**Exercise goal:** Every record must be copied exactly, except that pictures are dropped.

**Given data:**

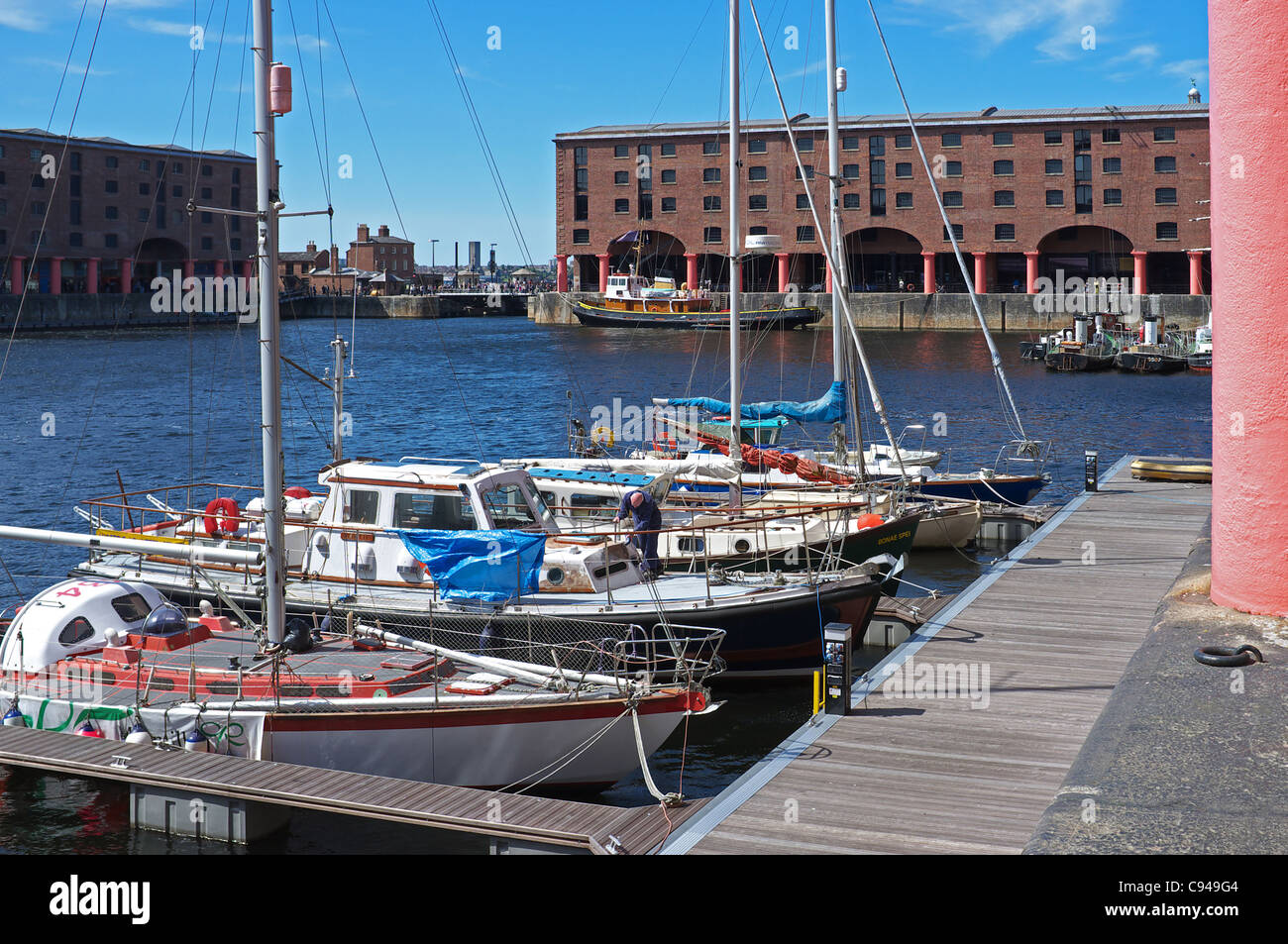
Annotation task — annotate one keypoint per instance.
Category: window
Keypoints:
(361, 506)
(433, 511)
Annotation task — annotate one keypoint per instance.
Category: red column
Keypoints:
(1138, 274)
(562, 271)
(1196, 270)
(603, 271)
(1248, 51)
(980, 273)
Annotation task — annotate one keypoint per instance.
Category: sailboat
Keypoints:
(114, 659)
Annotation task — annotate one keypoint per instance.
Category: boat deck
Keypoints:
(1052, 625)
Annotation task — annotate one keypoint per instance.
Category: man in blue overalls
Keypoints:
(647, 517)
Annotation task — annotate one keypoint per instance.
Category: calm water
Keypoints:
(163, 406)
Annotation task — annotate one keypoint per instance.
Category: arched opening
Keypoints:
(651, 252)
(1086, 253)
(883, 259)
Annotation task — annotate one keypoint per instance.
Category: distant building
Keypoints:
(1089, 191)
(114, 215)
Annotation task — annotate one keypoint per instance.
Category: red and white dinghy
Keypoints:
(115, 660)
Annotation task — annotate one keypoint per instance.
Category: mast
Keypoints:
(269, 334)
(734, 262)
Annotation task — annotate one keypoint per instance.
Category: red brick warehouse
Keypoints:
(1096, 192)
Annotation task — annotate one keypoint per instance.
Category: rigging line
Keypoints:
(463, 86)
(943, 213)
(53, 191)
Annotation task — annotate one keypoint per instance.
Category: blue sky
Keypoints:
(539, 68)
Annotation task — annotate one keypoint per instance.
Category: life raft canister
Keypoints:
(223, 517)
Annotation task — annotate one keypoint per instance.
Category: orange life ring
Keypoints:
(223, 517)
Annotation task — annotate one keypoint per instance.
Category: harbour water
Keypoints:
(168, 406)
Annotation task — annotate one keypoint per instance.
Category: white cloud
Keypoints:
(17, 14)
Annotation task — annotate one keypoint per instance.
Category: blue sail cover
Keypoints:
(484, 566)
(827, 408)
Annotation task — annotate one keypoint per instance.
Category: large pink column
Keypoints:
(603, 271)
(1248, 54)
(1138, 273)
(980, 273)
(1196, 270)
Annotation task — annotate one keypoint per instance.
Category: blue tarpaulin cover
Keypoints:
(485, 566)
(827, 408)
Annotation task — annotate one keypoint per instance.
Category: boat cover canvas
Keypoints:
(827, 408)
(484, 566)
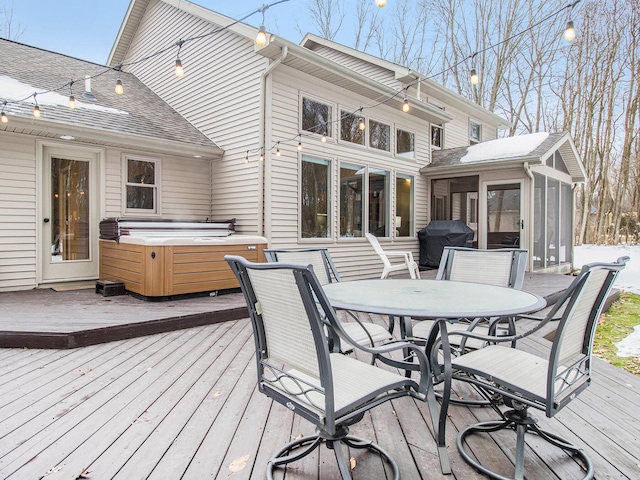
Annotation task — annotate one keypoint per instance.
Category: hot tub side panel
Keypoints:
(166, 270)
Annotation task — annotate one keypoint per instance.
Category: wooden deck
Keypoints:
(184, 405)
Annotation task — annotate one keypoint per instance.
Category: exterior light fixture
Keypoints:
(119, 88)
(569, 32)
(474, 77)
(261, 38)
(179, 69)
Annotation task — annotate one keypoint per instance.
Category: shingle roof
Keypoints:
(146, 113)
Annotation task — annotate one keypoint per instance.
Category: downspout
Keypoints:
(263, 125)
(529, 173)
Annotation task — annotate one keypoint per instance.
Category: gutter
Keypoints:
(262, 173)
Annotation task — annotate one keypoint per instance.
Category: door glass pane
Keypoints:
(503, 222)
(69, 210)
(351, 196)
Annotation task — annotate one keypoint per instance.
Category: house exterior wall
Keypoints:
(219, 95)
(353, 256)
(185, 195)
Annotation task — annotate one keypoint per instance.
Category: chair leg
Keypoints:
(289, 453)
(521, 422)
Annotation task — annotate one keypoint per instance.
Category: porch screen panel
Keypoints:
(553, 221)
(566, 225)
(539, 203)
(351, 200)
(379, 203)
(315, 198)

**Exercise output:**
Annotation task — annotate one keypoint per instance.
Category: window
Keypoints:
(361, 506)
(433, 511)
Annotation task — annotate one keypoint per instance.
Category: red column
Keypoints:
(1138, 274)
(562, 271)
(1196, 270)
(603, 271)
(1248, 51)
(980, 273)
Annotation task — annotate one keypoint per instance.
Category: sailboat
Keypoints:
(114, 659)
Annotation task — annotate one keypoint per instance.
Category: boat deck
Keypoints:
(1052, 625)
Annotation task — annotate one keypoint per instance.
Category: man in blue overalls
Keypoints:
(647, 517)
Annotation task — annotate one keypoint per instance.
Category: calm water
Keypoints:
(163, 406)
Annotation task — annotate one keypoint per instance.
Category: arched opening
Keypoints:
(651, 252)
(1086, 253)
(883, 259)
Annotation task — annotate one keypoint per instance.
Category: distant building
Keypoints:
(1089, 191)
(114, 215)
Annotation task — annotate one keypoint per instance.
Category: red and white dinghy
Keypoints:
(115, 660)
Annotation task — annotate one keypoint per instance.
Category: mast
Keypoints:
(269, 334)
(734, 262)
Annotation task — annotate one keypoint per instance.
Category: red brick warehouse
Keypoints:
(1096, 192)
Annotation task — annotate one keypoint per instance.
Category: rigging line
Keypoints:
(463, 86)
(943, 213)
(53, 191)
Annotation task — annotate one keypoint per instance.
Category: blue sky
Keypoints:
(539, 68)
Annotation task — annotate one keypoint per instance.
Category: life raft canister
Keypoints:
(223, 517)
Annotation task — annotate one keypoint per instance.
Category: orange life ring
Keypoints:
(223, 517)
Annotation task — annotate one keypoint per instance.
Category: harbour water
Keypoints:
(168, 406)
Annotation task — annotate one keypoint per instance.
Category: white cloud
Keypoints:
(17, 14)
Annotation task — annotate one keypoint per instance.
Category: blue sail cover
Keypoints:
(484, 566)
(827, 408)
Annotation task — annotate one keypoint per instance.
Category: large pink column
Keypoints:
(603, 271)
(1248, 54)
(1138, 273)
(980, 273)
(1196, 270)
Annotation task — annotate one keypoint per instance.
Category: blue tarpaulin cover
Keypoints:
(485, 566)
(827, 408)
Annotation task — annotate one keypoint per instance.
Category: boat cover canvas
Keypoints:
(827, 408)
(484, 566)
Annotation task — annotate one keypoint per instance.
Category: hot tub side panel
Keypoints:
(166, 270)
Annotation task — annotate one keypoint per instance.
Category: wooden deck
Keypoints:
(184, 405)
Annotation task — annotate one keypoint per instance.
Category: exterior light fixture
Keypoints:
(119, 88)
(569, 32)
(474, 77)
(261, 38)
(179, 69)
Annotation task — annotate one keypoint per instance.
Category: shingle roof
Keypoints:
(146, 113)
Annotation task — annotate one keypoint per instance.
Category: downspout
Keypoints:
(263, 125)
(529, 173)
Annotation task — annotate one keypoint per instance.
Category: gutter
Keypoints:
(262, 173)
Annotation task — annotate one keypoint per instance.
Category: door glass pane
Keypoints:
(503, 222)
(69, 210)
(351, 196)
Annotation task — annotate one keypoint per instance.
Category: house exterior wall
Keypoints:
(219, 95)
(353, 256)
(185, 195)
Annotation task — annotate one keypoint per instance.
Category: chair leg
Keypoints:
(289, 453)
(521, 422)
Annotation task — annotate one keypoint per instance.
Category: porch screen panel
Keypoints:
(553, 221)
(566, 225)
(539, 203)
(351, 200)
(379, 203)
(315, 198)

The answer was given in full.